> _Lista de tarefas_
a) Redigite do texto sobre o marco temporal a parte que vai de "Entre elas, querem" até "pede o texto.".
b) Segundo o texto sobre o marco temporal, por que o manifesto pede a anulação das atuais negociações no mercado de carbono? Responda em uma a três frases.

> _Trecho citado_
□ □ □ □ □

Um manifesto de autoria do cacique Raoni Metuktire, referência da luta por direitos dos povos originários e pelo meio ambiente, e de representantes de 54 povos indígenas de todo o país pede que o Estado brasileiro emita uma posição concreta a respeito do marco temporal.

A tese, na prática, restringe a demarcação das terras indígenas ao afirmar que o processo deve respeitar a área ocupada pelos povos até a promulgação da Constituição, em outubro de 1988. O tema está sendo discutido no Supremo Tribunal Federal e no Congresso, sob forte pressão de ruralistas, que têm interesse na adoção do entendimento.

O documento foi divulgado nesta sexta-feira (28), marcando o encerramento do evento O Chamado do Cacique Raoni, que reuniu indígenas de todo o país ao longo da semana, no Parque Indígena do Xingu.

Cacique Raoni discursa em evento indígena
Cacique Raoni discursa durante o evento O Chamado do Cacique Raoni, na aldeia Piaraçu, localizada na Terra Indígena Capoto Jarina (MT), na última terça-feira (25) - Lucas Ramos/Ipam/Divulgação

O texto afirma que o marco temporal desconsidera a realidade histórica e cultural dos povos originários, além de violar tratados internacionais dos quais o Brasil é signatário.

"[A tese] ignora nossa memória e história por ações de colonizadores, latifundiários e empreendimentos econômicos de deslocamentos forçados, violências, massacres e expulsões vividos em nossos territórios tradicionais, o que resultou em perdas irreparáveis para nossas culturas e modo de vida", diz.

O comunicado aponta, ainda, que a aprovação do marco temporal abriria precedentes para a invasão e exploração das terras indígenas "por interesses econômicos que afetam não apenas nós."

Um estudo recente do Ipam (Instituto de Pesquisa Ambiental da Amazônia) estima que a adoção da tese pode fazer com que 230 mil km² a 550 mil km² de áreas nativas sejam desmatadas na Amazônia Legal. Isso levaria à emissão até 18,7 bilhões de toneladas de CO2 (gás carbônico) –o que equivale, atualmente, ao emitido pelo Brasil ao longo de 14 anos.

A análise considerou 385 terras indígenas cuja homologação foi assinada após a Constituição de 1988.

No manifesto, as lideranças reunidas na aldeia Piaraçu –localizada na Terra Indígena Capoto Jarina, no município de São José do Xingu (MT), dentro do território kayapó– também fazem outras exigências aos três Poderes.

Entre elas, querem que seja assegurado aos povos indígenas o entendimento sobre o que é o mercado de carbono no Brasil e os impactos aos seus territórios.

"As atuais negociações existentes no mercado de carbono devem ser anuladas, pois não respeitam a especificidade e os direitos dos povos indígenas e a biodiversidade de seus territórios", pede o texto.

Aponta, ainda, que deve ser garantida a participação dos povos de todos os biomas brasileiros "na construção de uma legislação justa, obedecendo nossos direitos originários, constitucionais e internacionais".

□ □ □ □ □

> _Informações fornecidas_
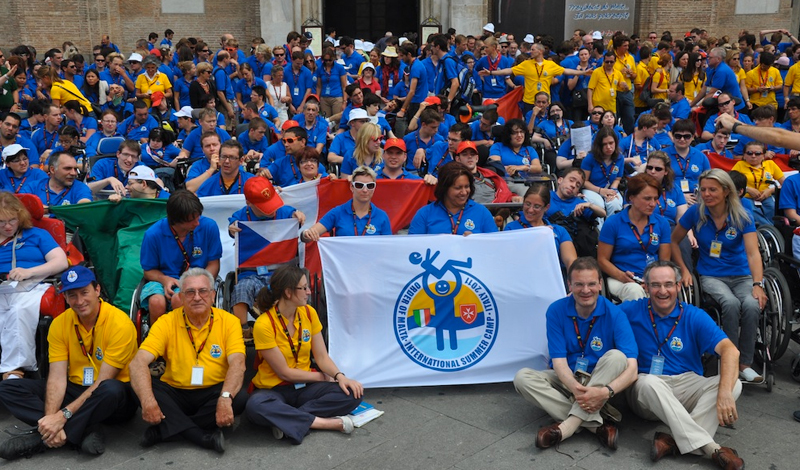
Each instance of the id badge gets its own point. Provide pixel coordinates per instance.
(657, 365)
(88, 376)
(716, 249)
(197, 375)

□ □ □ □ □

> _Soluções detalhadas_
a)
Entre elas, querem que seja assegurado aos povos indígenas o entendimento sobre o que é o mercado de carbono no Brasil e os impactos aos seus territórios.

"As atuais negociações existentes no mercado de carbono devem ser anuladas, pois não respeitam a especificidade e os direitos dos povos indígenas e a biodiversidade de seus territórios", pede o texto.

b) Para o manifesto, essas negociações não respeitam a especificidade e os direitos dos povos indígenas. Também não respeitam a biodiversidade de seus territórios.